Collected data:
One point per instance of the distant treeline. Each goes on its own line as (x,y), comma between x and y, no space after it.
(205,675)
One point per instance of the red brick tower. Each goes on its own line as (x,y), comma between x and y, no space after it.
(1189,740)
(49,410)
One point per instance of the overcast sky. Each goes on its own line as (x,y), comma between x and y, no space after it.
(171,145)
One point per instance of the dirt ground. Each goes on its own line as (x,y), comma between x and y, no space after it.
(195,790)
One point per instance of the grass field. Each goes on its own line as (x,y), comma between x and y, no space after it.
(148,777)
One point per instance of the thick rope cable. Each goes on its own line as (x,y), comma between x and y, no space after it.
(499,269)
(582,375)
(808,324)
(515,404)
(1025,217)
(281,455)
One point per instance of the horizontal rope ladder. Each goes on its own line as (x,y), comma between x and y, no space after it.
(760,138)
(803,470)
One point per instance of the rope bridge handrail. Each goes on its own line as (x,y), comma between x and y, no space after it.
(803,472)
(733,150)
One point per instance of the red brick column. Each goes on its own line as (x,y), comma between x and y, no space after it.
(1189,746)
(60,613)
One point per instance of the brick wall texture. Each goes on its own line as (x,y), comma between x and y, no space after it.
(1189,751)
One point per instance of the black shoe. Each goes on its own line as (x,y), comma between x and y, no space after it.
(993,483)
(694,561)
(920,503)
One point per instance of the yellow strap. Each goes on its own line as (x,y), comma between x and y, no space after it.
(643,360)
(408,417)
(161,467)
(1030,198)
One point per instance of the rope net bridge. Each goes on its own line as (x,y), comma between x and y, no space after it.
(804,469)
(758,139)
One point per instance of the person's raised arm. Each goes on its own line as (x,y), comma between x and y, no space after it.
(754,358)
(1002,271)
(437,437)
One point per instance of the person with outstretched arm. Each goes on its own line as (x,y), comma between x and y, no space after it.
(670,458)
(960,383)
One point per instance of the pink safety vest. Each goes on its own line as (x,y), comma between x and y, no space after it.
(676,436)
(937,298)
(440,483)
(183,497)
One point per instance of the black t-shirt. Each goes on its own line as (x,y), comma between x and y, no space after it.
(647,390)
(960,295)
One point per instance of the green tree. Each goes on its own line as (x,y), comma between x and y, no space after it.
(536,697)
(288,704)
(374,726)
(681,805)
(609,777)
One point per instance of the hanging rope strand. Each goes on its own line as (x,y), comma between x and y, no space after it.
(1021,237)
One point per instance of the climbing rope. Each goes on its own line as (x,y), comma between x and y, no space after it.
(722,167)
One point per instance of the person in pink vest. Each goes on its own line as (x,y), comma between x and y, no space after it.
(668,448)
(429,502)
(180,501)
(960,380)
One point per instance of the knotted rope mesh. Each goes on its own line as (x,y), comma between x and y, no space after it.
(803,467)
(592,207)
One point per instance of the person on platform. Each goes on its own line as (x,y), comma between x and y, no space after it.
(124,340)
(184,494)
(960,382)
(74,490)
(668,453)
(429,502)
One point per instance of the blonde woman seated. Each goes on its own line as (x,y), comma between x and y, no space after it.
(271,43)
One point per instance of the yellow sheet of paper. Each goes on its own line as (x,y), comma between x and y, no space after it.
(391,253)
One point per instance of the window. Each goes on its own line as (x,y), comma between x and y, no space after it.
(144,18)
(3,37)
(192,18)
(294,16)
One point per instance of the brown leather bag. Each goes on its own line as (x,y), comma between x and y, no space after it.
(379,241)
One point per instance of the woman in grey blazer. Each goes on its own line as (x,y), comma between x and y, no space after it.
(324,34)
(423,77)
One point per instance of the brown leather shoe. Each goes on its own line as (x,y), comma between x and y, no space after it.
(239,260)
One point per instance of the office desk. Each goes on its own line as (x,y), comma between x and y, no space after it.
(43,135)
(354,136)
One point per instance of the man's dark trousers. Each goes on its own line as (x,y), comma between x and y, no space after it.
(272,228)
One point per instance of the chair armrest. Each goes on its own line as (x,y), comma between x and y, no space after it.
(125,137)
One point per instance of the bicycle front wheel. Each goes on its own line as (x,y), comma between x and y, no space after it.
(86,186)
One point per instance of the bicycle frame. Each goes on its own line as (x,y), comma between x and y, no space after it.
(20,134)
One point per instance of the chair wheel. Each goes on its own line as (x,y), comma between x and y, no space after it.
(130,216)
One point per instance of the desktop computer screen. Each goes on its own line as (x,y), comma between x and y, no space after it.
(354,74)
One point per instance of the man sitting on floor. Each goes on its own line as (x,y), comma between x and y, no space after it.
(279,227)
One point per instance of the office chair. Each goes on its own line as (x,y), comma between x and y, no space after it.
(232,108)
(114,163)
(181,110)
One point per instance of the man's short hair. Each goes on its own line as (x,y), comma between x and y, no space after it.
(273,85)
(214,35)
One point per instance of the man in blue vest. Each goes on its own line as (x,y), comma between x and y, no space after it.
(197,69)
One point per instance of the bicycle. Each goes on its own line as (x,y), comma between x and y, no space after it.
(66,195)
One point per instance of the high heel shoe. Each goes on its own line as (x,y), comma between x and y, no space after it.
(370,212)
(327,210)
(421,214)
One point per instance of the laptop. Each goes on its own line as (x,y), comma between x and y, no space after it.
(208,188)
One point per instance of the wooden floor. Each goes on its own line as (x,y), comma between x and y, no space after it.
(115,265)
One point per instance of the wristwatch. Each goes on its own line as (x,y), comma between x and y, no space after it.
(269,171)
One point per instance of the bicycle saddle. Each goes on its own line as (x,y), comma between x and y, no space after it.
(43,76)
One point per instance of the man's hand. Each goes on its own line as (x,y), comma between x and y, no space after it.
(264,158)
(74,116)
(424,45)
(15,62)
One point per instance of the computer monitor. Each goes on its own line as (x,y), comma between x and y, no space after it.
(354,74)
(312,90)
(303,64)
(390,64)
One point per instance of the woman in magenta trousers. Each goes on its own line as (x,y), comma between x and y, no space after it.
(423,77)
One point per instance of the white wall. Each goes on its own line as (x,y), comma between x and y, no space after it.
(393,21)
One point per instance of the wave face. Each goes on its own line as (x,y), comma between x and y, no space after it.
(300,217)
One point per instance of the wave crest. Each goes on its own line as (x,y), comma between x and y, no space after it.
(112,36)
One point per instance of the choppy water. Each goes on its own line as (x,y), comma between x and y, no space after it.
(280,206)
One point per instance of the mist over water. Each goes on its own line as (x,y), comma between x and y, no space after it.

(EXERCISE DIRECTIONS): In full and without error, restate the data.

(SOLUTION TO THIS PROBLEM):
One point per instance of the distant treeline. Each goes on its own line as (x,y), comma between x and y, no space after it.
(205,675)
One point per instance of the red brick tower. Each goes on its own line as (x,y), comma between x and y, no space after it.
(1189,740)
(49,410)
One point per instance of the overcast sky. Each goes on its own line as (x,y), comma between x and y, no space after it.
(171,145)
One point per instance of the dirt ground. Each goes on its own line as (x,y), comma between x and y, no space after it.
(195,790)
One point per instance of the grass field. Each goes on its own line as (x,y), comma between x and y, no space after it.
(148,777)
One point per instance of the thick rope cable. Each goes on its own line as (x,y), comma between x and y, no space after it.
(499,269)
(582,375)
(808,324)
(515,404)
(1025,217)
(281,455)
One point per instance of the horizontal rope ladder. Each goes on its own line as (x,y), comma between x and y, no space after it.
(760,138)
(803,470)
One point per instance of the rope bridge handrail. Each goes on its own line as (x,y), comma between x and y, no space after it.
(803,472)
(733,150)
One point per instance of the red brick column. Each goes on its own line as (x,y), comma between x and y, no space after it.
(1189,746)
(60,613)
One point per instance of the brick wall texture. Each goes on its own line as (x,y), comma between x and y, no space after it.
(1189,751)
One point per instance of the black shoe. Each goes on its own line as (x,y), comma between x and y, no space after it.
(993,483)
(694,561)
(920,503)
One point per instance of the yellow strap. Each goes on its own line as (x,y), comma between x and y, no space after it.
(643,360)
(408,417)
(161,467)
(1030,198)
One point per instance of the rope net bridge. Each goes on its own line as (x,y), comma between x and y, no space after it.
(804,469)
(758,139)
One point per instance of the person's raised arm. Each goes on its own line as (x,y), comma between x and y, no space after it.
(754,358)
(1002,271)
(437,437)
One point per instance of the person with outstretched arm. Each goes on its own line as (x,y), comma between x and y, no space after it.
(670,458)
(960,383)
One point per instance of the pink safety vest. Each goes on its own line as (x,y), comma between x and y, no space after it.
(676,436)
(937,298)
(440,483)
(183,497)
One point per instance of the black t-shirt. Each goes on its own line as (x,y), comma between x and y, no space after it.
(647,390)
(960,295)
One point per instance of the green tree. Each goes on its own line as (x,y), comma between x and y, no space after it.
(536,697)
(288,704)
(374,726)
(681,805)
(609,777)
One point per instance of the hanging rope strand. Each goes on its own line as (x,y), comma between x and y, no space after it.
(1021,237)
One point per instance of the climbing rope. Each goes on its own line as (x,y), comma between x and y, no space after it.
(722,167)
One point per instance of the person in pink vest. Each goes on its own line as (x,y), comma between x and y, no space after it.
(668,448)
(429,502)
(180,501)
(960,380)
One point per instance of the knotted rope mesh. Each goes on its own line as (x,y), comma between x and y, no space after it.
(803,467)
(592,207)
One point per instance of the person on platform. Each goes on its own line as (x,y), comma between x and y, no space after it.
(124,340)
(184,494)
(960,382)
(74,490)
(668,453)
(429,502)
One point per instance of the blonde woman seated. Each goes on its own line as (x,y), comma between x and y, no space after it.
(271,43)
One point per instance of the yellow sheet of paper. Each goes on its own line as (x,y), comma between x and y, no space after it.
(391,253)
One point per instance of the window. Each goes on its own line as (x,y), comma between x and y, no space after it.
(144,18)
(3,37)
(192,18)
(294,16)
One point per instance of the brown leather bag. Each goes on its own line as (x,y), comma between x and y, no space after it.
(379,241)
One point per instance of the woman in grey blazer. Each goes on its own line as (x,y), comma between x and y, no space after it.
(324,34)
(423,77)
One point per instance of the brown leather shoe. Each goes on its own line as (x,y), comma between x and y, no space after it.
(239,260)
One point per instance of the office desk. Each goes on its own line as (x,y), comma between x and y, no space after it.
(43,135)
(354,136)
One point per instance of the man's dark trousers. Each goes on its own line as (x,y), comma between x and y, no space after it.
(272,228)
One point per instance of the chair armrest. Each goes on its own line as (x,y), comma between x and y, no space after it.
(125,137)
One point per instance of the bicycle front wheel. Each goes on its own line as (x,y), comma between x and y, no space after it.
(86,186)
One point per instance of the bicycle frame. Each goes on its own line as (x,y), comma between x and y, no space after it.
(20,134)
One point per instance of the chair wheel. Each goes on its own line as (x,y), comma between x and y, no space after it.
(130,216)
One point per instance of the desktop computer screen. Each goes on its own line as (x,y), comma between x and y, no space after it.
(354,74)
One point per instance of the man sitting on floor. Each goes on its own line as (x,y), comma between x and y, no space after it.
(279,227)
One point per instance of the office chair. Each goes on its own line as (x,y), comma between x and y, no space after it.
(232,108)
(114,163)
(181,110)
One point per instance of the man's short hair. Each goes on its own line as (x,y), comma between x and y, no space after it.
(273,85)
(214,35)
One point per instance of the man in blue vest. Each goes on its own line as (x,y), comma between x and y, no space after it.
(197,69)
One point per instance of the bicycle. Each goes on its own line as (x,y), comma between x and y, no space after it.
(66,195)
One point per instance of the high heel shoe. Each goes on its own line as (x,y), comma between x and y, no space after it.
(370,212)
(327,210)
(421,214)
One point per instance of the laptop. Each goes on its own line as (x,y), comma between x and y, no space after it.
(208,188)
One point per instance of the wooden floor. Each goes on its own line as (x,y), comma between x and y, no space after it.
(115,265)
One point per instance of the wristwatch. Each goes on its own line as (x,y), comma between x and y, no space after it.
(269,171)
One point per instance of the bicycle saddle. Each goes on its own line as (x,y), comma between x and y, no space after it.
(43,76)
One point per instance of the man's hand. Each goes on its own line as (x,y), comma between x and y, no space after it.
(264,158)
(74,116)
(424,45)
(15,62)
One point per instance of the computer monitor. Each goes on its own line as (x,y), comma between x and y, no space after it.
(354,74)
(312,90)
(303,64)
(390,64)
One point per instance of the woman in magenta trousers. Each goes on its own line as (x,y), comma between x and y, no space after it.
(423,77)
One point per instance of the white wall. Each goes on its own line as (x,y), comma between x and y, no space after it.
(393,21)
One point per instance of the wave face. Each goes on its own line as (x,y), comma between x and y, no space after it.
(300,217)
One point per instance of the wave crest. Each goes on its own line as (x,y), comma between x and y, no space after it.
(112,36)
One point per instance of the choppy water. Each goes on its own line as (x,y), comma between x and y, no space after it.
(280,206)
One point per instance of the mist over water. Each goes on its own line as (x,y), comma between x and y, no space after it.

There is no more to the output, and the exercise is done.